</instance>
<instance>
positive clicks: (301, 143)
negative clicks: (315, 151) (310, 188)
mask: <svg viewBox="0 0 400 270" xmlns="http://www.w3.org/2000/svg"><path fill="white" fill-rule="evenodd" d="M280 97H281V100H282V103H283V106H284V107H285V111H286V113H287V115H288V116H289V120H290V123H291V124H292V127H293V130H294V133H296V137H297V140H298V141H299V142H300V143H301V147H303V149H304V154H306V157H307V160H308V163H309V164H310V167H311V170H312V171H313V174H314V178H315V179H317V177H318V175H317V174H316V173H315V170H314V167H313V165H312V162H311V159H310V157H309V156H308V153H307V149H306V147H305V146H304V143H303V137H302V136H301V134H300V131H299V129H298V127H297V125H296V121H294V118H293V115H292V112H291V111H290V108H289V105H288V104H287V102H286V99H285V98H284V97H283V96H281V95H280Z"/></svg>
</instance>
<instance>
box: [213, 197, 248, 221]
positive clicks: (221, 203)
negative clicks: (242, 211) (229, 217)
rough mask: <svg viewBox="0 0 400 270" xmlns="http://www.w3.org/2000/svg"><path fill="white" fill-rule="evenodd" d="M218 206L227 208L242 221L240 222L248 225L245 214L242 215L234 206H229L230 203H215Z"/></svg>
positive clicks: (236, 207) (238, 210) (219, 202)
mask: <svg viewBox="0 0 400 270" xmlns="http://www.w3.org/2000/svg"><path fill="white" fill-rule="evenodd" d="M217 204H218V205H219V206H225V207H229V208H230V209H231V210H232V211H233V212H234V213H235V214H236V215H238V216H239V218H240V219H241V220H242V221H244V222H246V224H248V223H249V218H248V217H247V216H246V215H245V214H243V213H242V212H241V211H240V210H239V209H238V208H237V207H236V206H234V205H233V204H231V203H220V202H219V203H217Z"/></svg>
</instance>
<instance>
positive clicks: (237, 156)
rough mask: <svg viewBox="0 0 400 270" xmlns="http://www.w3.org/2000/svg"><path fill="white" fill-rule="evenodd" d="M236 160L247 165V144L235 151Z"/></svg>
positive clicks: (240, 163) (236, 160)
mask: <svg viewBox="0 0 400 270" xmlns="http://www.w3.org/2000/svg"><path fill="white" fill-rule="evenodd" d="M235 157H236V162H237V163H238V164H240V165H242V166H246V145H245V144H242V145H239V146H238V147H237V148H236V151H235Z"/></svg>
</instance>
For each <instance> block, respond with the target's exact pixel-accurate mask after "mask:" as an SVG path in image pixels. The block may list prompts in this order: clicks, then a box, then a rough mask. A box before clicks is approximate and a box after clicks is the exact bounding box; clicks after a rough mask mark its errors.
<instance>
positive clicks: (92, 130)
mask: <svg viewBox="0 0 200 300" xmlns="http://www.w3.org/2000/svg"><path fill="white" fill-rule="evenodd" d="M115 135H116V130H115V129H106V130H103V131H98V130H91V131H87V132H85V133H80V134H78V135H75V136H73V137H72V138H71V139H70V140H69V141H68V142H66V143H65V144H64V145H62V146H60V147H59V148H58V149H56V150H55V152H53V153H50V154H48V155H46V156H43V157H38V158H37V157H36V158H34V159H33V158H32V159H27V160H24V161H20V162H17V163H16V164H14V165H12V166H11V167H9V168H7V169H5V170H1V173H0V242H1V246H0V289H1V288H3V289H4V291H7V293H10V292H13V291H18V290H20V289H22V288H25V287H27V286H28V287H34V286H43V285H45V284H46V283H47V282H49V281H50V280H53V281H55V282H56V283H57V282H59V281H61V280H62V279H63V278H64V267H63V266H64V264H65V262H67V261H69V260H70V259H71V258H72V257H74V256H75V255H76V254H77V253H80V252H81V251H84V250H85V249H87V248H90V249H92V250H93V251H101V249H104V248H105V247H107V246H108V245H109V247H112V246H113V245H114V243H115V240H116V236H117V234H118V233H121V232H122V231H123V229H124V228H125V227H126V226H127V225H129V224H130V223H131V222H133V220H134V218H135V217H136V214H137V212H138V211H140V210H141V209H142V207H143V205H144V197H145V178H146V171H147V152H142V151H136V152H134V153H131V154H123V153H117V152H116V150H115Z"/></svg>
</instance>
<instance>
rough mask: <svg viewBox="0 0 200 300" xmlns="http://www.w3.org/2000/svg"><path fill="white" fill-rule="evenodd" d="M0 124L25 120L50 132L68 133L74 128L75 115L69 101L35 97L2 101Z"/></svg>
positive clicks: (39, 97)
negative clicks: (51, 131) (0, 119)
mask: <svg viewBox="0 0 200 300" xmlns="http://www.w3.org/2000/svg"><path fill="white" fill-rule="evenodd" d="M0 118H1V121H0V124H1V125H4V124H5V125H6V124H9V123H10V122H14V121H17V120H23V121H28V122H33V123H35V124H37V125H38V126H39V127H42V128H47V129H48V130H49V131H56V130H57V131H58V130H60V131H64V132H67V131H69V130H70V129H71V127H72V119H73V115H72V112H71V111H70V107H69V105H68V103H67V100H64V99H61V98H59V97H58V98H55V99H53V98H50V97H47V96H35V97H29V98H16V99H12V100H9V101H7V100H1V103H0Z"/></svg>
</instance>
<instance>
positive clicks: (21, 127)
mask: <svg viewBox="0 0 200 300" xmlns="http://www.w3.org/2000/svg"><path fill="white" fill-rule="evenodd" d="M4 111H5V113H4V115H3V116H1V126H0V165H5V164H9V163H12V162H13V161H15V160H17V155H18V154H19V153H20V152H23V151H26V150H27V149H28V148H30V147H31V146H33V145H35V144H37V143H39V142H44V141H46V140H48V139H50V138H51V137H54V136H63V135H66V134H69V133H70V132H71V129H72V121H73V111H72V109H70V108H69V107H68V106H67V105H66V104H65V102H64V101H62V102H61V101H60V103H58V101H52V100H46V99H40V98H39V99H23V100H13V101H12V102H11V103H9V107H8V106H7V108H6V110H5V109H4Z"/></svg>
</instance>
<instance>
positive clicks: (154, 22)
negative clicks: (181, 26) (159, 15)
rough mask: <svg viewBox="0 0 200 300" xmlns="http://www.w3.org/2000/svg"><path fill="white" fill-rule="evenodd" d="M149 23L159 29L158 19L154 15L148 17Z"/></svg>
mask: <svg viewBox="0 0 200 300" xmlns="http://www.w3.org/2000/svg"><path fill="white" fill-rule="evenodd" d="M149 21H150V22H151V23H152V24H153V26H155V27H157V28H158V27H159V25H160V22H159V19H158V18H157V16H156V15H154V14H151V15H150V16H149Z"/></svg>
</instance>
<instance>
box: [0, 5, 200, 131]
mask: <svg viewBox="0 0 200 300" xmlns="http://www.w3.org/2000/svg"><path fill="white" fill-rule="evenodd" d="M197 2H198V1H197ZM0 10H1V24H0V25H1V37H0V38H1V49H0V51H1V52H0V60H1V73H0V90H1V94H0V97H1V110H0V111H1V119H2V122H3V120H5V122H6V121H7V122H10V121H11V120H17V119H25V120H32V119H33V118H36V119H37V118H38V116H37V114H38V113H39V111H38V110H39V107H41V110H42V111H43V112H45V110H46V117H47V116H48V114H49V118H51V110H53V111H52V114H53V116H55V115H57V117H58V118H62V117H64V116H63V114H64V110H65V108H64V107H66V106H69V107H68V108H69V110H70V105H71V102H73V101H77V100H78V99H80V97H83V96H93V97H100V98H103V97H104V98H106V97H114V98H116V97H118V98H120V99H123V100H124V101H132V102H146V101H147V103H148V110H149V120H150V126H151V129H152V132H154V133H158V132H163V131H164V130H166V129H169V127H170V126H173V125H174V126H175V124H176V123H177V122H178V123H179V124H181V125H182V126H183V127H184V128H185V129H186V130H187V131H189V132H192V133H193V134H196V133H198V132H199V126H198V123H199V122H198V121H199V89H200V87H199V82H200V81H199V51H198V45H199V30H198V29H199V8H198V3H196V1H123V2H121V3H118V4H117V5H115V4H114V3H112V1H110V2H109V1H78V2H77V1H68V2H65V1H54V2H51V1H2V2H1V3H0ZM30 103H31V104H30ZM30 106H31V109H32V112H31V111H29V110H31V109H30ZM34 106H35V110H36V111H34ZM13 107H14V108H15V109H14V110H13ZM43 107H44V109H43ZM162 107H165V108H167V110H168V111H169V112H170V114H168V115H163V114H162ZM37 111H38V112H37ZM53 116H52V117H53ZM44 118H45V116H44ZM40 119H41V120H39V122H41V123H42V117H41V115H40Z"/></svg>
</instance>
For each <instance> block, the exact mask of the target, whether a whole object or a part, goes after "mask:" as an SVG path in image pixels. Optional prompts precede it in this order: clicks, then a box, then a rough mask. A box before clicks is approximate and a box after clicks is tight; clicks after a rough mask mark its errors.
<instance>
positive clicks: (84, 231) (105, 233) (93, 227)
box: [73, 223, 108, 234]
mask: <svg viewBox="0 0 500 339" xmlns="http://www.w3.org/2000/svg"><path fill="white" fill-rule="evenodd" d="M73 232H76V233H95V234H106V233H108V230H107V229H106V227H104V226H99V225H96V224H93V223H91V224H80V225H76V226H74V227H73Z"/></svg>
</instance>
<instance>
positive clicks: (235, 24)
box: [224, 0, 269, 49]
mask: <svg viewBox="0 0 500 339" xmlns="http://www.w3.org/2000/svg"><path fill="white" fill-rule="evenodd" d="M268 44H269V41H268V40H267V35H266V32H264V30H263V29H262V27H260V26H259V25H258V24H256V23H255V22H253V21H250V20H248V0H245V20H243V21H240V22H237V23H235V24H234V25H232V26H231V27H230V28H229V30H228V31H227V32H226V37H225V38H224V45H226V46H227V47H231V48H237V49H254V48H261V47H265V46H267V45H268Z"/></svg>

——————

EXERCISE. Copy the lines above word for word, from the very first one through the line that contains "negative clicks: (315, 151) (310, 188)", including that line.

EXERCISE OUTPUT.
</instance>
<instance>
positive clicks: (301, 143)
negative clicks: (315, 151) (310, 188)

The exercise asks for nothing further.